[EXERCISE TEXT]
My Vision of the 5e Battlefield

Here is the how I would like 5e/Next battlefield to look.  This is in general terms without getting too much into actual mechanics. I am going to focus mostly on the 4 main classes and their combat roles/abilities.


Fighter: I want the fighter to primarily be the badass on the battlefield like he was in 1e (yes I know some disagree with this assessment of the 1e fighter but it is my opinion and I am sticking to it and won’t debate it in this thread).  He should have the most HP, the best AC, and consistently hit the hardest in straight up (i.e. non-sneaky) situations.


Secondarily I would like him to be the defender.  He won’t defend through his own abilities but the general rules would allow him to defend by being the badass (he may have some abilities that help this). I would like to see shifting go away (or at least be limited to moving around a combatant instead of away from him) so that once the fighter is adjacent to a foe that foe would suffer an AoO if he tried to get away from the fighter.  Maybe the fighter can have access to a pulling mechanic that gets foes adjacent to him.  No marking, no (or very little) defender mechanics.


Rogue: The rogue would have crazy good movement abilities.  He could move around or past foes without generating AoO and could attack at any point during his movement.


So an example that combines these two classes would be: a fighter is engaged with three orcs.  The rogue starts 3 squares a away from the closest orc.  He moves three, squares attacks the orc (he would get his sneak attack), and then moves three more squares and is out of the orc’s reach when the orc starts his turn.  The orc cannot pursue or else the fighter can give him a good whack as he moves away.


Wizard: The wizard would be a combination of old and new.  He would have an at-will attack or two that wasn’t very strong (but not exceptionally weak either) and then he would have his Vancian spells to provide better attack options from time to time.


Cleric: I would like to see the cleric go back to being the knight-type that 1e described him as.  He would have heavy armor and could stand in the front line with the fighter-types (possibly doing some defending) and use his magic to buff his allies and de-buff his enemies.  He would have some offensive capabilities sometimes (an occasional flamestrike).  He would do most of his healing outside of combat.  I wouldn’t want to go back to the blunt weapon thing of 1e though.

 Any Edition


Fighter: I want the fighter to primarily be the badass on the battlefield like he was in 1e (yes I know some disagree with this assessment of the 1e fighter but it is my opinion and I am sticking to it and won’t debate it in this thread).  He should have the most HP, the best AC, and consistently hit the hardest in straight up (i.e. non-sneaky) situations.
[/EXERCISE TEXT]
[COLLECTED MATERIAL]
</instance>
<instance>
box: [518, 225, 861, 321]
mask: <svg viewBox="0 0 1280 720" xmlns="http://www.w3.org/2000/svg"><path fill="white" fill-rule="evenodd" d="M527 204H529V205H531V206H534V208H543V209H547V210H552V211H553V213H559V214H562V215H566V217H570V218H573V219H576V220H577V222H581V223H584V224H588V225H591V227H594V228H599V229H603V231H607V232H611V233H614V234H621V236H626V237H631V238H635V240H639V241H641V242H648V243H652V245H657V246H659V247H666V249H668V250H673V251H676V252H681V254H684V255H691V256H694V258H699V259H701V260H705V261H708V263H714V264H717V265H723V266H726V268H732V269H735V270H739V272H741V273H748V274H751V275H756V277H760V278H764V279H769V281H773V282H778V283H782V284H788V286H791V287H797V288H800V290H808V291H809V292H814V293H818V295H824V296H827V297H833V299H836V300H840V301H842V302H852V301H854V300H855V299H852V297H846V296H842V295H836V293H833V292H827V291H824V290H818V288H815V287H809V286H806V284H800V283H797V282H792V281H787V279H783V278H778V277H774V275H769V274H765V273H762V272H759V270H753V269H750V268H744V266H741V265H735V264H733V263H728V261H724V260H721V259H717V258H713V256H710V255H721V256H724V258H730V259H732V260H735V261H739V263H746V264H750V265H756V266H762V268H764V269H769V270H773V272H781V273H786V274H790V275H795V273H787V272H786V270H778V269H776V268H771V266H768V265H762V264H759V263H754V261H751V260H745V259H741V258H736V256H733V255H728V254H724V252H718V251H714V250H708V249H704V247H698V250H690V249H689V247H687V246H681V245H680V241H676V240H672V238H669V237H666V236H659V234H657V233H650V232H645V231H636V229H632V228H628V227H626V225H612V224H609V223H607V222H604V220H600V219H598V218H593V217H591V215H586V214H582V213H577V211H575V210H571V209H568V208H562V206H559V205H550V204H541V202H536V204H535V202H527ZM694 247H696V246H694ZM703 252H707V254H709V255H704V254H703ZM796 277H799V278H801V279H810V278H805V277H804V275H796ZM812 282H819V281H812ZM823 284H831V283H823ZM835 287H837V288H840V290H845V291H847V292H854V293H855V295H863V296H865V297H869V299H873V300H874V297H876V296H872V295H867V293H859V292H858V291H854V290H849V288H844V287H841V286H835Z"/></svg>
[/COLLECTED MATERIAL]
[PROBLEMS TO WORK ON]
1) In the 5e battlefield post, where would the cleric do most of his healing?
2) In the 5e battlefield post, why does the writer want shifting to go away or be limited? Answer in one to three sentences.
3) Name every class the 5e battlefield post describes.

[TASK-BY-TASK OUTPUTS]
1) He would do most of his healing outside of combat.

2) The writer wants it gone so that once the fighter is next to a foe, that foe would suffer an AoO if he tried to get away from the fighter. That would let the fighter act as a defender through the general rules, without marking or special defender mechanics.

3) Fighter, Rogue, Wizard, Cleric